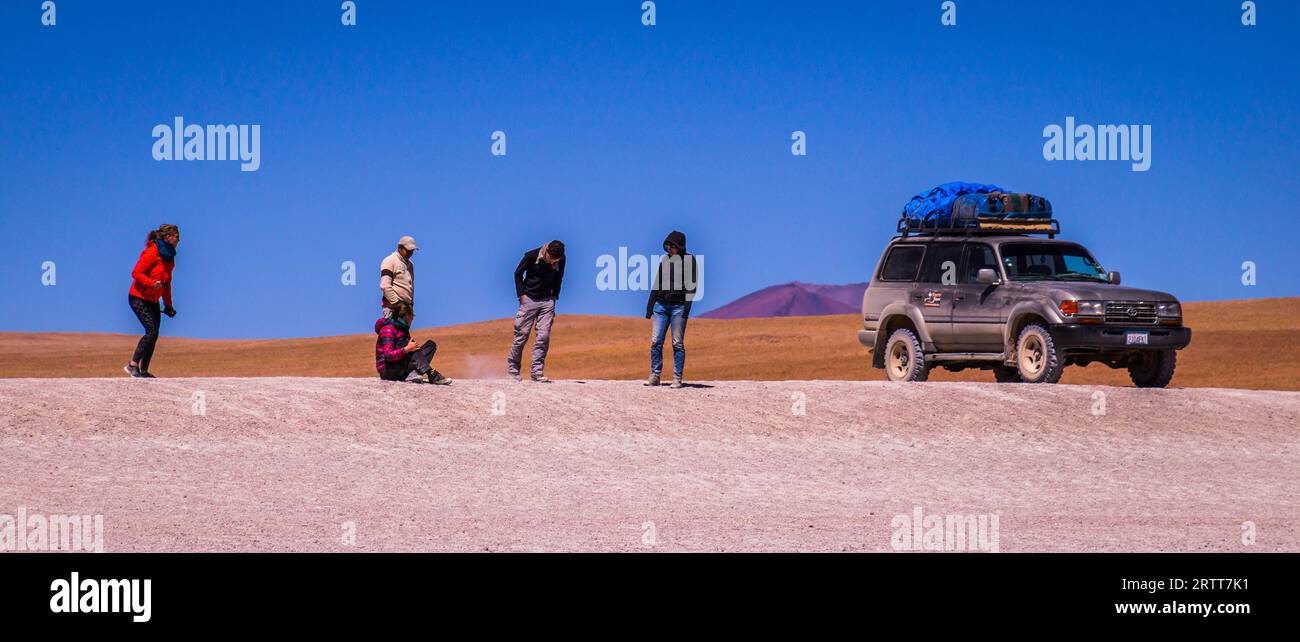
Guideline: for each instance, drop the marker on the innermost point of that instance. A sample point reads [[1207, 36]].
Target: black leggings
[[416, 361], [150, 316]]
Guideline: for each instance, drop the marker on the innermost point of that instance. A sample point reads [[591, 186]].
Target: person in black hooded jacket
[[674, 289]]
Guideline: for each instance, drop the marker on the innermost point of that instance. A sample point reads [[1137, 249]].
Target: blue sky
[[616, 133]]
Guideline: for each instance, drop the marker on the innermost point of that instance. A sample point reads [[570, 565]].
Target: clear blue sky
[[616, 134]]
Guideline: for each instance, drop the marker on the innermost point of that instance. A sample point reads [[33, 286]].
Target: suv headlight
[[1092, 308]]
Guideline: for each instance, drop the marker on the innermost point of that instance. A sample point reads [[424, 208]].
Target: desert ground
[[1246, 343], [295, 464], [774, 447]]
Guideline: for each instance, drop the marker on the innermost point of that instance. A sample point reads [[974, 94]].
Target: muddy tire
[[1156, 369], [904, 359], [1036, 358], [1006, 374]]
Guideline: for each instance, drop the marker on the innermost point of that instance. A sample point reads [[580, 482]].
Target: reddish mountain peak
[[794, 299]]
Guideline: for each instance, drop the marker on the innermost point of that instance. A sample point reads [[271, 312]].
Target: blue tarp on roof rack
[[936, 205]]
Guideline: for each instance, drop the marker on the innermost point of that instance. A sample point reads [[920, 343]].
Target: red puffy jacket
[[151, 269]]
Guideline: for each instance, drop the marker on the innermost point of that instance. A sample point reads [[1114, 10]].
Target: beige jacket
[[397, 280]]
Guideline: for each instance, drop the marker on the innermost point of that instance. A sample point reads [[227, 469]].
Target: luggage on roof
[[974, 207]]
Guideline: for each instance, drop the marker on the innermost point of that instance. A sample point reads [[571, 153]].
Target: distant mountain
[[793, 300]]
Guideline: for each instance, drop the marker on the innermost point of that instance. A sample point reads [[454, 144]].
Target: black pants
[[150, 316], [420, 361]]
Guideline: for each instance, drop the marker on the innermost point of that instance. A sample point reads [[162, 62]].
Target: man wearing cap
[[537, 285], [397, 276]]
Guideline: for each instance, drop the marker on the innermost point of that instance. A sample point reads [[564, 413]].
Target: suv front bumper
[[1113, 337]]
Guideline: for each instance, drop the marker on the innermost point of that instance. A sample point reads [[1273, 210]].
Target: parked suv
[[1021, 306]]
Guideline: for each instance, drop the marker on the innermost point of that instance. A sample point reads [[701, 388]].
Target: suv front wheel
[[904, 359], [1036, 356]]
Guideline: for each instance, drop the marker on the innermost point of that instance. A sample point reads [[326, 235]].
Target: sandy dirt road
[[295, 464]]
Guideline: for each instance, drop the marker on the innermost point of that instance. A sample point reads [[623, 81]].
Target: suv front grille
[[1131, 312]]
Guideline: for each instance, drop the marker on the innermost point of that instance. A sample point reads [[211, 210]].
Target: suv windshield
[[1051, 261]]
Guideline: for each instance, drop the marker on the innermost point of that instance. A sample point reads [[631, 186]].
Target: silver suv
[[1019, 306]]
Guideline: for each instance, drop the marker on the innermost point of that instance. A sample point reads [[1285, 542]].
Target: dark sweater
[[675, 281], [538, 280]]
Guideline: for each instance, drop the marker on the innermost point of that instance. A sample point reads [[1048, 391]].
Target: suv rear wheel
[[904, 359], [1155, 369], [1036, 356]]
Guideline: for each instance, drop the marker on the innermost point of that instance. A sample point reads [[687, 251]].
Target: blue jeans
[[663, 317]]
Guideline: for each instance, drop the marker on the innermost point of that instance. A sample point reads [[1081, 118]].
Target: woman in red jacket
[[151, 280]]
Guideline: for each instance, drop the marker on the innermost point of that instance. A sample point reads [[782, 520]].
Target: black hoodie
[[674, 282]]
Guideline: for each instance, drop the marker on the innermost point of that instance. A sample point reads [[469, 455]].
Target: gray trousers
[[532, 313]]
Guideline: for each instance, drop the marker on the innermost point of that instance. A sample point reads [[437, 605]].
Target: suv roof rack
[[983, 225]]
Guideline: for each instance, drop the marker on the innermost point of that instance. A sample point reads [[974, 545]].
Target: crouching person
[[397, 356]]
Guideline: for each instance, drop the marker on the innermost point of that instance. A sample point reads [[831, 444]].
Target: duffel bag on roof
[[935, 208]]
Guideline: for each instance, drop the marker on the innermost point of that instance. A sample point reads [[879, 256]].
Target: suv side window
[[902, 263], [943, 259], [978, 256]]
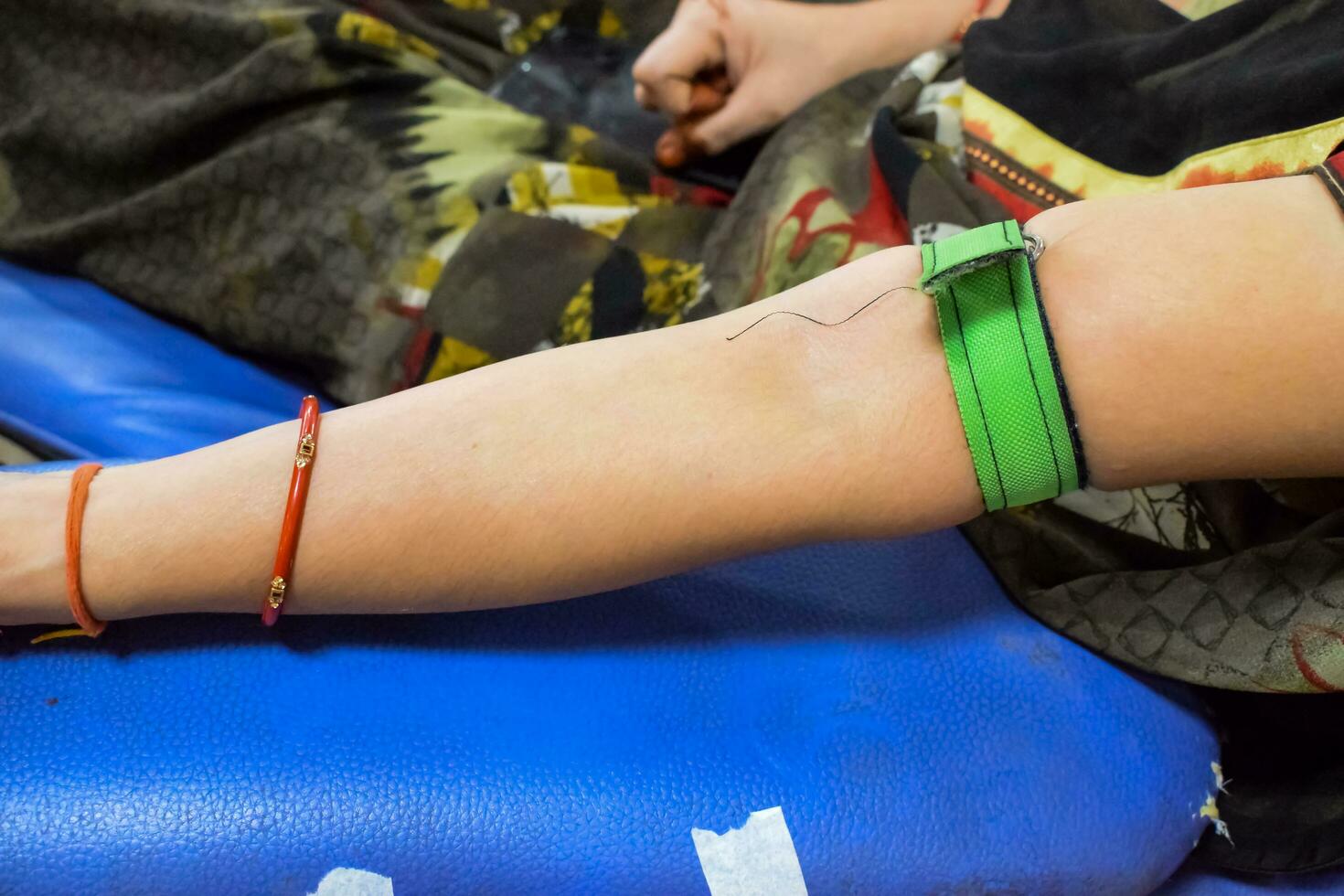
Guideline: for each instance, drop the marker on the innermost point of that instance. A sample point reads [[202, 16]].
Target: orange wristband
[[304, 458], [74, 528]]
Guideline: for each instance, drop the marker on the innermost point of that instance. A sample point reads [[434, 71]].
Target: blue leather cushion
[[920, 732], [83, 374]]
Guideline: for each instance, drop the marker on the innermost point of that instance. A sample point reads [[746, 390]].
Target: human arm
[[1198, 332], [778, 54]]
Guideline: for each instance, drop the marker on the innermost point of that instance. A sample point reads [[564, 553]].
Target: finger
[[705, 98], [749, 111], [641, 96], [677, 146], [669, 65]]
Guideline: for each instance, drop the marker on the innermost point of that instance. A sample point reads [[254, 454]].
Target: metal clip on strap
[[1014, 406]]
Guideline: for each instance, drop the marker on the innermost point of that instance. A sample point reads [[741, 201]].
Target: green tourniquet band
[[1003, 369]]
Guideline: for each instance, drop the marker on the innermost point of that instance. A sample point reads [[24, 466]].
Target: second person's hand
[[775, 55]]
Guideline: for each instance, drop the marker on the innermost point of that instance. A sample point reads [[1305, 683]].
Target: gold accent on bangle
[[306, 449], [277, 592]]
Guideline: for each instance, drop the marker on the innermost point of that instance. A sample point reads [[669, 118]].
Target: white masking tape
● ● ● ● ●
## Problem requirements
Render each line of the entries above as a JSON list of strings, one string per line, with blank lines dropped and the pictures left out.

## The result
[
  "Guideline: for each instance, drop the marker on the innermost point of that instance. A sample point reads [[1207, 36]].",
  "Target: black leggings",
  "[[416, 361], [150, 316]]",
  "Guideline: for each instance, drop the marker on the innermost point of that instance. A sample point reads [[591, 186]].",
  "Target: person in black hooded jacket",
  "[[674, 289]]",
  "Guideline: for each instance, drop the marker on the innermost point of that instance. A sample point reads [[1137, 249]].",
  "Target: blue sky",
  "[[616, 133]]",
  "Guideline: for each instance, drop the marker on the innermost point of that instance. A sample point reads [[570, 565]].",
  "Target: clear blue sky",
  "[[616, 134]]",
  "Guideline: for each instance, drop the marker on the innermost point of that instance. A sample point reads [[33, 286]].",
  "Target: suv headlight",
  "[[1092, 308]]",
  "Guideline: for each instance, drop the marker on the innermost point of that instance. A sample point reads [[424, 208]].",
  "Target: desert ground",
  "[[1246, 343], [295, 464], [774, 447]]",
  "Guideline: for each instance, drop the marker on the innermost point of that instance. A sample point reads [[974, 94]].",
  "Target: muddy tire",
  "[[1156, 369], [904, 359], [1036, 358], [1006, 374]]",
  "Guideline: for each instance, drop the marker on the innermost point of that instance. A sample point reads [[580, 482]].",
  "Target: reddish mountain peak",
  "[[794, 299]]",
  "Guideline: for each instance, drop the marker on the innermost point of that instance. A sample point reads [[271, 312]].",
  "Target: blue tarp on roof rack",
  "[[936, 205]]",
  "Guideline: for each instance, drop the marker on the innermost point of that instance. A sample point reads [[920, 343]].",
  "Target: red puffy jacket",
  "[[151, 269]]",
  "Guideline: for each instance, drop the marker on the innermost point of that instance. A sample point reads [[1114, 10]].",
  "Target: beige jacket",
  "[[397, 280]]",
  "Guideline: for each instance, drop the marker on the innermost point of that instance. A sample point reads [[227, 469]].",
  "Target: luggage on roof",
  "[[974, 207]]",
  "Guideline: for each instance, drop the marker on the innermost point of that instance. A sample point reads [[571, 153]].",
  "Target: distant mountain",
  "[[793, 300]]",
  "Guideline: for each instance, drop the marker on the innermost point of that instance. A sample point reads [[454, 144]].",
  "Target: black pants",
  "[[150, 316], [420, 361]]",
  "Guideline: for each instance, drop the marker on the innermost point of that instance. A sample point reads [[162, 62]].",
  "Target: man wearing cap",
  "[[537, 285], [397, 276]]",
  "Guideline: for each instance, drop the marker on the innermost point of that instance. A sample point reads [[564, 413]].",
  "Target: suv front bumper",
  "[[1113, 337]]",
  "Guideline: for each instance, drop the marker on the innermost point of that instance. A sample point reads [[1273, 210]].",
  "Target: parked suv",
  "[[1021, 306]]",
  "Guideline: for each instance, drop the marker on the innermost point of that instance. A sample point reads [[701, 388]].",
  "Target: suv front wheel",
  "[[904, 359], [1036, 356]]",
  "Guideline: for each instance, drop the marker on the innermost point of that instance. A sample point reads [[326, 235]].",
  "Target: sandy dirt road",
  "[[295, 464]]",
  "Guideline: for each instance, drop the marker on the innermost point of that instance. A sample point reads [[623, 81]].",
  "Target: suv front grille",
  "[[1131, 312]]",
  "Guideline: for each instance, drop the marker on the innermost point of that instance. A sample point reads [[211, 210]].",
  "Target: suv windshield",
  "[[1051, 261]]",
  "Guideline: for each instance, drop the marker on the innermost point of that instance. A sample point reads [[631, 186]].",
  "Target: silver suv",
  "[[1019, 306]]",
  "Guideline: for each instance, drop the marker on the innermost point of that instance. A sample point reads [[1285, 542]].",
  "Target: dark sweater",
  "[[675, 281], [538, 280]]",
  "Guideline: for each instance, drop the marker on the innermost point of that instance. A sample point reads [[1048, 391]].",
  "Target: suv rear wheel",
  "[[904, 359], [1155, 369], [1036, 356]]",
  "Guideline: for each instance, drop the marker on the innermost point of that instance. A sample point reads [[687, 251]].",
  "Target: blue jeans",
  "[[663, 317]]",
  "Guideline: for each instance, drop the marker on the innermost point of that instance. A sample point reads [[1081, 118]].",
  "Target: woman in red jacket",
  "[[151, 280]]",
  "Guideline: for each instance, drop the marker on the innermost point of that instance. A sample point reads [[782, 520]].",
  "Target: black hoodie",
  "[[674, 282]]",
  "Guideline: for each instance, drop the marker on the innermost point of that instance. A sample point reads [[469, 455]].",
  "Target: gray trousers",
  "[[532, 313]]",
  "Guideline: for each instance, drop the marker on the innermost point of that instance. A sample point reads [[437, 605]].",
  "Target: suv roof rack",
  "[[983, 225]]",
  "Guideline: for each instance, drop the marker on the innermost point of that instance. A sample point reads [[974, 545]].",
  "Target: crouching person",
  "[[397, 356]]",
  "Guideline: for each instance, drop the marker on the innermost point of that instance. A sample point reads [[831, 444]].",
  "Target: duffel bag on roof",
  "[[935, 208]]",
  "Guideline: for each instance, drop the marker on the innermost point of that instance. A sample point reads [[879, 256]].",
  "Target: suv side window",
  "[[902, 263], [943, 259], [978, 256]]",
  "Guideline: for each instance, drop the marker on the innermost point of that instance. A sample point reads [[202, 16]].",
  "Target: orange wristband",
  "[[304, 458], [74, 528]]",
  "Guideline: for each instance, drop the marker on the innermost point of that instance. A sample point reads [[434, 71]].",
  "Target: blue leather cushion",
  "[[920, 732], [83, 374]]",
  "Guideline: for each instance, drop the marker on the innermost point of that instance. A sample point reads [[746, 390]].",
  "Target: human arm",
  "[[1198, 332], [778, 54]]",
  "Guideline: for each instance, drop the marker on the innermost point of that instance. A sample point reads [[564, 553]].",
  "Target: finger",
  "[[705, 98], [749, 111], [641, 96], [677, 146], [669, 65]]",
  "Guideline: for each instance, drop the marker on the innermost point of that instance. A sample point reads [[254, 454]].",
  "Target: metal clip on strap",
  "[[1014, 406]]",
  "Guideline: for each instance, drop the marker on the innermost point of that instance. A sample point reads [[741, 201]].",
  "Target: green tourniquet band",
  "[[1003, 369]]",
  "Guideline: for each instance, drop the marker on the innermost point of that instance. A sample point reads [[24, 466]].",
  "Target: second person's hand",
  "[[775, 55]]",
  "Guideline: for each instance, drop the marker on the innermost point of that instance. A sample point reads [[1305, 683]].",
  "Target: gold accent on bangle",
  "[[306, 449], [277, 592]]",
  "Guideline: for each instance, drop the marker on the innermost point of that instance. A sample point reads [[669, 118]].",
  "Target: white masking tape"
]